Your goal: Present the material as a JSON list of strings, one string per line and blank lines omitted, starting with its first line and ending with the line that contains "point(120, 210)". Include only those lines.

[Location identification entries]

++++

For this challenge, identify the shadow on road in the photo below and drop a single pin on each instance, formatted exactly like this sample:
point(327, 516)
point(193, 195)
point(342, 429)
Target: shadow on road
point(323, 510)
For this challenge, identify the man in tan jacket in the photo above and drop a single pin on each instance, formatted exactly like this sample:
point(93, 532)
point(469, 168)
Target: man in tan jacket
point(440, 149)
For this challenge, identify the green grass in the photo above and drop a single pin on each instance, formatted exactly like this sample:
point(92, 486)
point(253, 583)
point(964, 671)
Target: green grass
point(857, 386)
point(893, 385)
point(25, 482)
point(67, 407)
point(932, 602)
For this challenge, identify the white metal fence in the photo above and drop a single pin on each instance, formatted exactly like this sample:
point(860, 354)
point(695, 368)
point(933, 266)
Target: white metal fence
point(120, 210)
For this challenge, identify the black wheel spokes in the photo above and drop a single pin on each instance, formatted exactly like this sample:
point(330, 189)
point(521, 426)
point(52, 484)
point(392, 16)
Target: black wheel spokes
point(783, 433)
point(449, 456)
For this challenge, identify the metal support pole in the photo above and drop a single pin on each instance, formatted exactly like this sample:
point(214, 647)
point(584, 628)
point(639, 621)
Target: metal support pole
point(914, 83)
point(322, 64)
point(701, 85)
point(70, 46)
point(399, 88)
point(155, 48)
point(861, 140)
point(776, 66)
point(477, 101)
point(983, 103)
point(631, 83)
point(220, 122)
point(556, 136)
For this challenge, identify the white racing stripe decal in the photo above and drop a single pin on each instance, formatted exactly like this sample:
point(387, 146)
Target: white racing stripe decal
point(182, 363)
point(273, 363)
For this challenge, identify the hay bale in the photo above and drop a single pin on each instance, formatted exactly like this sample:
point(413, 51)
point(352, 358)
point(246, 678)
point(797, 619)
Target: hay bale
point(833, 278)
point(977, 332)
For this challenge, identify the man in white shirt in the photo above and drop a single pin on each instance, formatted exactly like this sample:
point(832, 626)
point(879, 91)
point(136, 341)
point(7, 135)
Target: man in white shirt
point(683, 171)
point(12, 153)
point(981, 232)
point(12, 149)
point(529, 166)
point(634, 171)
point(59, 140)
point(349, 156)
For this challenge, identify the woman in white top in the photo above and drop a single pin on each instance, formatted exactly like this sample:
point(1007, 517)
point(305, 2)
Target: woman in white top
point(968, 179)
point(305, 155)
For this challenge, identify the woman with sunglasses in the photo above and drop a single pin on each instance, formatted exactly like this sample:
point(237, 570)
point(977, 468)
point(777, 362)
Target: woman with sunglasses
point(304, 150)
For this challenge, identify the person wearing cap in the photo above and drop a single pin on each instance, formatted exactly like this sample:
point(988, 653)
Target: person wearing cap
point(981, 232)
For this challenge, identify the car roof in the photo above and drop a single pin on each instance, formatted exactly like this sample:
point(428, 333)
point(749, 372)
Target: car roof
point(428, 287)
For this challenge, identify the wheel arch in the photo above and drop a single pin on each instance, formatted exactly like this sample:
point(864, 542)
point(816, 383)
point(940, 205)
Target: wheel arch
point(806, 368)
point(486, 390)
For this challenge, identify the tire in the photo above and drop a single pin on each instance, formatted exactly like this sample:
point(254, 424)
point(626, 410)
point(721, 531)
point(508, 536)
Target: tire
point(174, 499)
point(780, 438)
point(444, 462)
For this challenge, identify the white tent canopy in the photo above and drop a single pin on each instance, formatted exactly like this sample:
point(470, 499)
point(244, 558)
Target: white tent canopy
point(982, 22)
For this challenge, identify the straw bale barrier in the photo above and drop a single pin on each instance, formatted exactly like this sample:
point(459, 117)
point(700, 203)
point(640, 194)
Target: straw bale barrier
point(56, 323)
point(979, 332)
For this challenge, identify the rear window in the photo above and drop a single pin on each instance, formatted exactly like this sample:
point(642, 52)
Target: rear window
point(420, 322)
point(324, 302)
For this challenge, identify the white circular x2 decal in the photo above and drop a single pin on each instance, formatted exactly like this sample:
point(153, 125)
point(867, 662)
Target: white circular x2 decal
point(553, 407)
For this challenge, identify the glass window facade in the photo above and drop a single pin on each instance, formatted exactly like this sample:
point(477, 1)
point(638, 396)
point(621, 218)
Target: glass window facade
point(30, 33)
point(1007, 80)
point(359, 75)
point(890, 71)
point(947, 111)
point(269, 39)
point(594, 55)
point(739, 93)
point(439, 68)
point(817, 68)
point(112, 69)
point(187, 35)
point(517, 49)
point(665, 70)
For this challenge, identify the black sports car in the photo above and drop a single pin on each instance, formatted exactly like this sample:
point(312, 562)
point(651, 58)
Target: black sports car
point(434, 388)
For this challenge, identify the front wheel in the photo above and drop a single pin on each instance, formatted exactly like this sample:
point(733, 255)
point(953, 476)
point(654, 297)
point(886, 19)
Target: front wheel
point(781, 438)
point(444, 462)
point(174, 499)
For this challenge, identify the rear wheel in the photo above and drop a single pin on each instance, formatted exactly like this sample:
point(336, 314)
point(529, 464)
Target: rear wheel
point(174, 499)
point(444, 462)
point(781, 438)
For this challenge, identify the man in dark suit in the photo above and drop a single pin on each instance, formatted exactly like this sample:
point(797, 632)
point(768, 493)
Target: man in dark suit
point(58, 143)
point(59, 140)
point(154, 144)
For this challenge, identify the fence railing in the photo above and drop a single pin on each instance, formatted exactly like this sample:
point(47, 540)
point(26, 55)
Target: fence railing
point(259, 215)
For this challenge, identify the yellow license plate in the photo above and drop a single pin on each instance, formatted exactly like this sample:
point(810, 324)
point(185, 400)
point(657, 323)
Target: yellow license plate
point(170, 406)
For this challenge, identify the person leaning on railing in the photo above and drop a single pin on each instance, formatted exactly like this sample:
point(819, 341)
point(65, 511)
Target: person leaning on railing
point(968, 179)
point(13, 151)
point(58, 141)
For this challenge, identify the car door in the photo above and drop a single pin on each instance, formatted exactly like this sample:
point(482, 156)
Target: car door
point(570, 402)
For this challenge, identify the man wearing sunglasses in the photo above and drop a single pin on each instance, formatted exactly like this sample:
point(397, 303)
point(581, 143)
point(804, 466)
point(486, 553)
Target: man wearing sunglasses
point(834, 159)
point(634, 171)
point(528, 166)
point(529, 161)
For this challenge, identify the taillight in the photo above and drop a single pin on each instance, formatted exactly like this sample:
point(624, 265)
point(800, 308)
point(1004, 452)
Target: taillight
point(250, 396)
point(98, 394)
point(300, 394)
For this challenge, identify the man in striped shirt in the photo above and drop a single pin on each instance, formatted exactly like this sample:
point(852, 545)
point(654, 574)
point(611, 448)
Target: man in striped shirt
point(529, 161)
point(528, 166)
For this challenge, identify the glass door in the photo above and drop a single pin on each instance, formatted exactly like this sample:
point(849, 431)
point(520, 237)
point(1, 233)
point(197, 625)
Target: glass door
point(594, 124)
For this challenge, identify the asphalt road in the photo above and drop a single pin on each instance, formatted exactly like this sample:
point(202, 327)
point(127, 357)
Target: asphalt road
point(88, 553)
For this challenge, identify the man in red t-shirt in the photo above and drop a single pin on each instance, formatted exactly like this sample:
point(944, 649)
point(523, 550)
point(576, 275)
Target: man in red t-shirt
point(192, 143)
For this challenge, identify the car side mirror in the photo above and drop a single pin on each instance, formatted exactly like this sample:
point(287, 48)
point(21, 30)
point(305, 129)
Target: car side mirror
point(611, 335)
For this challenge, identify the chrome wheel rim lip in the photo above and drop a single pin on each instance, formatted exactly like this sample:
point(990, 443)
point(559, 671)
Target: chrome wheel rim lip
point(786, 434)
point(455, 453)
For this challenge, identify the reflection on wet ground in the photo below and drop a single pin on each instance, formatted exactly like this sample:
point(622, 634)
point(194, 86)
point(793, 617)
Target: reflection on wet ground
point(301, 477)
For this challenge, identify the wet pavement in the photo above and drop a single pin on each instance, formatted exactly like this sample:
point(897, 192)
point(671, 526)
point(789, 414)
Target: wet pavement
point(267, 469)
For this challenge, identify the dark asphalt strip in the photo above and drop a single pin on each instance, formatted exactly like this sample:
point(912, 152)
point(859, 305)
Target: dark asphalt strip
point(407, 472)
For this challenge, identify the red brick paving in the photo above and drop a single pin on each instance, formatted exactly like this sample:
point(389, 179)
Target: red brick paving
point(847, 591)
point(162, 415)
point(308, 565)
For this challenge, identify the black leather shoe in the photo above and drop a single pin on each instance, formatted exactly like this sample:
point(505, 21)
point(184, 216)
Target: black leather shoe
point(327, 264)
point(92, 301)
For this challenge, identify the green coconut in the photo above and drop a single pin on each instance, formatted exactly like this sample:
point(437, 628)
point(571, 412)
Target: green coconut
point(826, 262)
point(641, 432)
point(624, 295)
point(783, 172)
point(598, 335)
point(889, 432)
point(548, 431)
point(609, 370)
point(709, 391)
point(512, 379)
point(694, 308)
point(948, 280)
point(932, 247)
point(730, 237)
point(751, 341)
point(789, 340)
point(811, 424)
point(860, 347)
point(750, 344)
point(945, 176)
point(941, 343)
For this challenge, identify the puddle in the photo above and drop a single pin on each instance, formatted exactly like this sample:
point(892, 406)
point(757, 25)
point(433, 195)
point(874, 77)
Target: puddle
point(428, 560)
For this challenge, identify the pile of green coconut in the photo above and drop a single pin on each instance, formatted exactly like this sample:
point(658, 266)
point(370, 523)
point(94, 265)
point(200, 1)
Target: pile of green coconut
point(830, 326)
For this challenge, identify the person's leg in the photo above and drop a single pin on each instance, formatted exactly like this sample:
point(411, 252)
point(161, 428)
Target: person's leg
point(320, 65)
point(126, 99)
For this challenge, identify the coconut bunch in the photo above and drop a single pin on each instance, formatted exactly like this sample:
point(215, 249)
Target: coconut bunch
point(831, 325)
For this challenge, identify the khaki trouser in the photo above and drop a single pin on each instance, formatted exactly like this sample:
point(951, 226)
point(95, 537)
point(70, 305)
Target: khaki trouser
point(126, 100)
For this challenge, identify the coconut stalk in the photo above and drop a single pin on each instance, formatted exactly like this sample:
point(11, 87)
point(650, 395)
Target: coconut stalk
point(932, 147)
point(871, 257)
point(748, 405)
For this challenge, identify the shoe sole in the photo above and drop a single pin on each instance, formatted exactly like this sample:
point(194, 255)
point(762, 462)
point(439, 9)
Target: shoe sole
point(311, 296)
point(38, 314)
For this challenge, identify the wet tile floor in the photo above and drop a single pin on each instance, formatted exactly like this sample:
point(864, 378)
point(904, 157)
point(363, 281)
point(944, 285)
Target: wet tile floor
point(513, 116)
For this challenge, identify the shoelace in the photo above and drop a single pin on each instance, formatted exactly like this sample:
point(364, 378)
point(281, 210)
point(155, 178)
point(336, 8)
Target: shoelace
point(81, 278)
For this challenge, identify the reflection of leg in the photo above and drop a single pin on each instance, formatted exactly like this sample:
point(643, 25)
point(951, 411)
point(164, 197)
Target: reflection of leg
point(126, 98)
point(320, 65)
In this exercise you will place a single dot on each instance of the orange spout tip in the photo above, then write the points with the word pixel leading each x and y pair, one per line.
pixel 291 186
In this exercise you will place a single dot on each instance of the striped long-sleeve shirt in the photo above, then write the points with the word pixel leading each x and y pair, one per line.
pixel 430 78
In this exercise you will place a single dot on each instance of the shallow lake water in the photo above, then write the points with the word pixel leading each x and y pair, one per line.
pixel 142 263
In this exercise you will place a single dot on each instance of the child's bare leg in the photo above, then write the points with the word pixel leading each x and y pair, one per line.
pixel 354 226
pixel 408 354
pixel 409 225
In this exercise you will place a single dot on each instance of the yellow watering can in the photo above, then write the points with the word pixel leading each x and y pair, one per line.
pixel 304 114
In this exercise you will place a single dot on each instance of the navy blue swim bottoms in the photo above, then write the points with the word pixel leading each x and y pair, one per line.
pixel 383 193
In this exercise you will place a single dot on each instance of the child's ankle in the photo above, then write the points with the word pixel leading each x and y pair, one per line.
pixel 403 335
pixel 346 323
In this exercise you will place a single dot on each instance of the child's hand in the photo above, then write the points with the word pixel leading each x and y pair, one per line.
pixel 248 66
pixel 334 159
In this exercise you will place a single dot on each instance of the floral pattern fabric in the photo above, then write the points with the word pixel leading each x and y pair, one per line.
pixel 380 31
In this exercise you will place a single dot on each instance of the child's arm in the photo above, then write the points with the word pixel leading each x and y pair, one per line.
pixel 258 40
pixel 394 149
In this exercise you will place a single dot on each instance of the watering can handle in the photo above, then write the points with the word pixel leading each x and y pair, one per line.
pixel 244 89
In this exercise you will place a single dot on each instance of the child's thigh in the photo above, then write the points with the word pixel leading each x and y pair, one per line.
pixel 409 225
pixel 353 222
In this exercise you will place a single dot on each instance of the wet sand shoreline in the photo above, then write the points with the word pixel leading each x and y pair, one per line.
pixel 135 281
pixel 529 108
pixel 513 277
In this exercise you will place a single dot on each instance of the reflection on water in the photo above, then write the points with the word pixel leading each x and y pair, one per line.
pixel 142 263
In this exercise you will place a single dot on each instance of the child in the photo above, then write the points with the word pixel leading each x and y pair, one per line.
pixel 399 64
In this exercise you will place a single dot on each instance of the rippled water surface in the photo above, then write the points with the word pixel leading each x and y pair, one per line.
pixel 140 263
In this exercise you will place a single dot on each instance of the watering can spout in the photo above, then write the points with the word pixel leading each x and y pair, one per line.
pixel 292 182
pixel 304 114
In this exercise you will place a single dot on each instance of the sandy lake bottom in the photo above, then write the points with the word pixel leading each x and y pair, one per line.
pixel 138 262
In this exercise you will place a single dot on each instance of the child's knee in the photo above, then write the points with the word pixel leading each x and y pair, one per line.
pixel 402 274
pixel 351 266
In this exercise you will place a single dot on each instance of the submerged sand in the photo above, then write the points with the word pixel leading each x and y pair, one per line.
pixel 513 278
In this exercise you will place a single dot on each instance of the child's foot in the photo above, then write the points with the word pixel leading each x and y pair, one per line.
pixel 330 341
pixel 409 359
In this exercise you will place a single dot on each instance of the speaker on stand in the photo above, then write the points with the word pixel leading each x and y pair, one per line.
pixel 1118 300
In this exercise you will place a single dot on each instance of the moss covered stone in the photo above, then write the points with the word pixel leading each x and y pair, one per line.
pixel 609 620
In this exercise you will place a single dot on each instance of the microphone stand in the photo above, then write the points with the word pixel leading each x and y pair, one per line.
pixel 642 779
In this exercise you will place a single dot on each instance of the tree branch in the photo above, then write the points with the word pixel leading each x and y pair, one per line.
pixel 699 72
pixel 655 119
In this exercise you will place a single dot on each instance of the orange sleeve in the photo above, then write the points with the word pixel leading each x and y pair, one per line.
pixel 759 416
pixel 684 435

++++

Task response:
[
  "For this challenge, identify the shadow on road in the photo below and drop a single pin on each instance, formatted exactly like this sample:",
  "point(327, 516)",
  "point(193, 195)",
  "point(342, 429)",
  "Target: shadow on road",
  "point(323, 510)",
  "For this challenge, identify the man in tan jacket in the photo above and drop a single pin on each instance, formatted exactly like this sample:",
  "point(93, 532)",
  "point(469, 168)",
  "Target: man in tan jacket",
  "point(440, 149)",
  "For this challenge, identify the green grass in the photo above and drop a single pin on each instance, formatted exactly like this sample:",
  "point(92, 486)",
  "point(253, 583)",
  "point(964, 671)",
  "Target: green grass",
  "point(857, 386)",
  "point(893, 385)",
  "point(25, 482)",
  "point(67, 407)",
  "point(932, 602)",
  "For this challenge, identify the white metal fence in the photo above and drop a single pin on each instance, formatted exactly like this sample:",
  "point(860, 354)",
  "point(695, 368)",
  "point(933, 266)",
  "Target: white metal fence",
  "point(120, 210)"
]